WORK ORDER -> According to the news article about the Riverview Psychiatric Center lawsuit, in which court was the lawsuit filed?

DOCUMENT SEGMENT ->
A woman who was pepper-sprayed and held in restraints against her will while a patient at Riverview Psychiatric Center in 2013 is suing the state over the incident. The lawsuit was filed Monday in Kennebec County Superior Court.
Daniel Lilley, the attorney for Arlene Edson, hopes a settlement can be reached in which the state will provide money for Edson’s treatment in a private setting.
“We can offer to the court an alternative to dead-end incarceration or dead-end hospitalization. She’s going to need something tailor-made for her situation. We have to get her out of the environment that she’s in,” Lilley said.
The Maine Attorney General’s Office declined to comment, saying it had not received a copy of the lawsuit yet.
Lilley doesn’t have a specific proposal on where or how Edson would be treated, but said the options are being examined.
Edson, 31, formerly of Fryeburg, is serving an 18-month sentence at the Maine Correctional Center in Windham. In February, she pleaded guilty in a separate incident to assaulting a Riverview employee about a year after she was abused by Riverview workers.
Her attorneys have said Edson committed the assault so she could be transferred to prison because she didn’t like the care she was receiving at Riverview, the state psychiatric hospital in Augusta. Edson had been at Riverview since 2011 after being found not criminally responsible on arson and assault charges because of her mental illness.
On Dec. 2, 2013, according to a report issued after a state investigation, Edson was pepper-sprayed by a correctional officer working at Riverview, held in restraints and secluded for hours despite not posing a threat.

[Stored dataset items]
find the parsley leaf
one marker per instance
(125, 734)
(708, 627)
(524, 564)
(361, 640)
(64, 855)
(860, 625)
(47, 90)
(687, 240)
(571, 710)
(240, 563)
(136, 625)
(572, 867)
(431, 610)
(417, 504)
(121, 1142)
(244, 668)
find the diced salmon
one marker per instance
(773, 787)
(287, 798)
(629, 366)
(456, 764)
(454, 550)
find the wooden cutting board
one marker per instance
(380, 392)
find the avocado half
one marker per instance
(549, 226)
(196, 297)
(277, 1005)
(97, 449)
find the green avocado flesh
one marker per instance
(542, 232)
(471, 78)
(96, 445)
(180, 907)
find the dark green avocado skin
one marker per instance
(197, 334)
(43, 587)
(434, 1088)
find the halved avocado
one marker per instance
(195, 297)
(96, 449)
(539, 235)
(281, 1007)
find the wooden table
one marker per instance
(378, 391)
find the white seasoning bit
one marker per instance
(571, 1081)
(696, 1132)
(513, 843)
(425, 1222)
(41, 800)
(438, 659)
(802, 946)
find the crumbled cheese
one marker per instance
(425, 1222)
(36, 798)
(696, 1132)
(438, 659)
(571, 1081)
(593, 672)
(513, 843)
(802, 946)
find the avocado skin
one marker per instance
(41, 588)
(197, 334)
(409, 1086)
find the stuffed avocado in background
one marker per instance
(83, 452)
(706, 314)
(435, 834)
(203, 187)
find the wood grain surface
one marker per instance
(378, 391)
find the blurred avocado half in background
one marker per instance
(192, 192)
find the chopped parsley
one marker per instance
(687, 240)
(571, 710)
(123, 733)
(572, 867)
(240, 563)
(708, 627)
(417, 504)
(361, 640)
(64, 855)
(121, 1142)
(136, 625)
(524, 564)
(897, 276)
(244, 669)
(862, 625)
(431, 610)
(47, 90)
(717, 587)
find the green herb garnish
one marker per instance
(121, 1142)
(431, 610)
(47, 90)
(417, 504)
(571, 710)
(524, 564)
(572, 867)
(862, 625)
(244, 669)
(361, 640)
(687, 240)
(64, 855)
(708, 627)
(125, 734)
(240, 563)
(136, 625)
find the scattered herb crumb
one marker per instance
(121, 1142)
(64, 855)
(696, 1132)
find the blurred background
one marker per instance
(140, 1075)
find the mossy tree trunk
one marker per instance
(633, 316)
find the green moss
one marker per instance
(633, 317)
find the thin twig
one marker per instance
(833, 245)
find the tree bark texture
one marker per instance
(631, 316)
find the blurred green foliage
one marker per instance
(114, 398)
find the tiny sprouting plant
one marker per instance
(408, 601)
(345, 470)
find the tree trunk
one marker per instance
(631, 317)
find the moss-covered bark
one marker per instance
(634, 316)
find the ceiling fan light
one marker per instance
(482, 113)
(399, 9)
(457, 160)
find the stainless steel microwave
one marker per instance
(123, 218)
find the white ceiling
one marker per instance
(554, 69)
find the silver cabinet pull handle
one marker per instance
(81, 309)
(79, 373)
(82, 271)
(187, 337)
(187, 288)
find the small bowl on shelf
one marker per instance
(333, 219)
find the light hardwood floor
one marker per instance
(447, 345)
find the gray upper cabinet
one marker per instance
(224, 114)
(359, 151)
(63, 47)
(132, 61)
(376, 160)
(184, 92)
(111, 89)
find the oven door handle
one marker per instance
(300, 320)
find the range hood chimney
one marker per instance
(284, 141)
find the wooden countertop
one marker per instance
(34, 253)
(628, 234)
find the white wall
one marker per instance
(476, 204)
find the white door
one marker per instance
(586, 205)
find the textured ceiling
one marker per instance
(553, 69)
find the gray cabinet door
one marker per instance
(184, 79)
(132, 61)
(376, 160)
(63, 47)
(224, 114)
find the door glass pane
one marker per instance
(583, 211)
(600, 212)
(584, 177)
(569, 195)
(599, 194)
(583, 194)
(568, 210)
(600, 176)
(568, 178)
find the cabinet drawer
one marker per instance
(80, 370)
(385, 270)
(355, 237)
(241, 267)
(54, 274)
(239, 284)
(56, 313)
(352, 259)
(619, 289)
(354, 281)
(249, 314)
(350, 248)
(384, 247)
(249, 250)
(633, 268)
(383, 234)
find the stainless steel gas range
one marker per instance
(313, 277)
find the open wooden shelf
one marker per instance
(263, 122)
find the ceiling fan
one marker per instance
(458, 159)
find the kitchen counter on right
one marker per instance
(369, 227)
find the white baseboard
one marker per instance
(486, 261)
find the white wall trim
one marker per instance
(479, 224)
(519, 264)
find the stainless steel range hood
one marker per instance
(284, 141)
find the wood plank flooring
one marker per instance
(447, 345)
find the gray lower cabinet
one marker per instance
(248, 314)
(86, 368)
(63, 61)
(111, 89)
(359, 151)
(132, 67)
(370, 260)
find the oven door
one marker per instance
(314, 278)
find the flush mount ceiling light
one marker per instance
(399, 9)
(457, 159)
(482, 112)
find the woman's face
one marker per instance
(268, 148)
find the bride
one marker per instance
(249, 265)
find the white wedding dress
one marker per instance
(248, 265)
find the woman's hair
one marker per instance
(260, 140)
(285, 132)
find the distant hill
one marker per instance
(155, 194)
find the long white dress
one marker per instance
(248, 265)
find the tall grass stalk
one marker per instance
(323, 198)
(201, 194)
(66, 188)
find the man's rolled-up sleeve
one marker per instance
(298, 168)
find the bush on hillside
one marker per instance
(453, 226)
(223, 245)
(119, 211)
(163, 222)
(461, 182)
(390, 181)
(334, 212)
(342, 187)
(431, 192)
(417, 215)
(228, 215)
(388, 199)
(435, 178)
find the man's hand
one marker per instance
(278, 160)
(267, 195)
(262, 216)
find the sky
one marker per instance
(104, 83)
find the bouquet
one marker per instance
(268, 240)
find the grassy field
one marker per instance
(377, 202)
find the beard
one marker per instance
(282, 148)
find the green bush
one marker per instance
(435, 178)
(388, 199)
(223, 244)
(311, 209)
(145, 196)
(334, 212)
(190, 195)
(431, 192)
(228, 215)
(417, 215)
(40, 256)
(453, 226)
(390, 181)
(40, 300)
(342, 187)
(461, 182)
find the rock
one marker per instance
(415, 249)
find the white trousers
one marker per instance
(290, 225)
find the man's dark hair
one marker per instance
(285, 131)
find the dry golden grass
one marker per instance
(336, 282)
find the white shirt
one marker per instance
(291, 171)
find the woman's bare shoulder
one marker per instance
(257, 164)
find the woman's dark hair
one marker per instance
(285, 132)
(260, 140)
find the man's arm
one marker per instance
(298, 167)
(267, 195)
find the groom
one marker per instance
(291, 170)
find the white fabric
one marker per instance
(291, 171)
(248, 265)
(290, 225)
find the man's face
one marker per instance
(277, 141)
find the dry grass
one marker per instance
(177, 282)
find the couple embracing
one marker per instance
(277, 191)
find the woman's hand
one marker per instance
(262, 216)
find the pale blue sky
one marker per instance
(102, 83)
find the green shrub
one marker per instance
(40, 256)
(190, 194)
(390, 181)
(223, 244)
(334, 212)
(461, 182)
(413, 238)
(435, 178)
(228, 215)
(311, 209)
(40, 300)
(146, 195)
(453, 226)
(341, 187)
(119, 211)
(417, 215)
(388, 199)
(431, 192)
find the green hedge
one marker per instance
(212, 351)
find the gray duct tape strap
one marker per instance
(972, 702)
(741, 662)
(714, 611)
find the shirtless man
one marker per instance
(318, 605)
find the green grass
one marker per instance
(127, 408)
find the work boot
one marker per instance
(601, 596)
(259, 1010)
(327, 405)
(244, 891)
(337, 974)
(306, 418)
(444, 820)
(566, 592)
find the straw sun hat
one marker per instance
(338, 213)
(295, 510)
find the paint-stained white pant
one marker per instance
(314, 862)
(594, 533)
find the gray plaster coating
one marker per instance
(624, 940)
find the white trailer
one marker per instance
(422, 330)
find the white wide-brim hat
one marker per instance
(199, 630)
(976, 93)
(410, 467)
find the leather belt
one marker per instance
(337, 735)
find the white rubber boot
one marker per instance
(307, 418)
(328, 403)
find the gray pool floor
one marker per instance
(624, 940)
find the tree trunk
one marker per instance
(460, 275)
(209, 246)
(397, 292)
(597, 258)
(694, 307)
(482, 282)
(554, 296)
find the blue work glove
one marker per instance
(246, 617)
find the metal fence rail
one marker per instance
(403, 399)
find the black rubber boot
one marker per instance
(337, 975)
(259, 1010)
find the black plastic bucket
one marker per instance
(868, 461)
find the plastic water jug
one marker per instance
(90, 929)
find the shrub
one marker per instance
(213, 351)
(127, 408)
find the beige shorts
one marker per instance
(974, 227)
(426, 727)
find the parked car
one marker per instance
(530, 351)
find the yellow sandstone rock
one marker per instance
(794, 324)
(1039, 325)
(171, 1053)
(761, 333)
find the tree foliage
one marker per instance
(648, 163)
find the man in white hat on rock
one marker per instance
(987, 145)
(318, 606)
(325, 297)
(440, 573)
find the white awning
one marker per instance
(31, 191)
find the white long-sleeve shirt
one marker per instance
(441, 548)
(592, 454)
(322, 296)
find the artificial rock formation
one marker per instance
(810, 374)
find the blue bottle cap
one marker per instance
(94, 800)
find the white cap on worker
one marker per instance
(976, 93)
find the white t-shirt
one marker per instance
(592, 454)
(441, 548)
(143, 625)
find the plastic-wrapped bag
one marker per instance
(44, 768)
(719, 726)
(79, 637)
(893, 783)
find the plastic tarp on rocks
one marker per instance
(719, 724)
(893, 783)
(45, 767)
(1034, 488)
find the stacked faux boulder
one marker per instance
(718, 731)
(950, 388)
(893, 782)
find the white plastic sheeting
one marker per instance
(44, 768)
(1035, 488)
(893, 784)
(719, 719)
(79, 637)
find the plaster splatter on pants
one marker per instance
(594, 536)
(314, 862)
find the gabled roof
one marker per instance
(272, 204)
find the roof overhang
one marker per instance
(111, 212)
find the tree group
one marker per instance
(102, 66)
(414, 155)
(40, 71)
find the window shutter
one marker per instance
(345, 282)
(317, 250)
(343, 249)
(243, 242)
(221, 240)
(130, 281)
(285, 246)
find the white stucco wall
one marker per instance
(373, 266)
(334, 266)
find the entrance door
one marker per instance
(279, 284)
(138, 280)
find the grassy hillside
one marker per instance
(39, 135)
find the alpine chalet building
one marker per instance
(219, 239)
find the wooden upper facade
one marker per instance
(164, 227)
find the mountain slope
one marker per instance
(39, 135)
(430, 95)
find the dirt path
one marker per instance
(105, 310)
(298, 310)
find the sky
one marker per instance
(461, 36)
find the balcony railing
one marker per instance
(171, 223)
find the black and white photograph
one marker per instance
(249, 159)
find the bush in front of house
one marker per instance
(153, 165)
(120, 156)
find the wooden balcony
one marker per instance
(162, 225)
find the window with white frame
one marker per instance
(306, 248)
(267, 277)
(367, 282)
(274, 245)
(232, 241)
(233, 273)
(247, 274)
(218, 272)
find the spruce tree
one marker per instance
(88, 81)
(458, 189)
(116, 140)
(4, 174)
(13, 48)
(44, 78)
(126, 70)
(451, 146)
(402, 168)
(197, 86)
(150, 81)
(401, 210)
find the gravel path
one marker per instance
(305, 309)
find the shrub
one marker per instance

EXPECTED ANSWER -> Kennebec County Superior Court.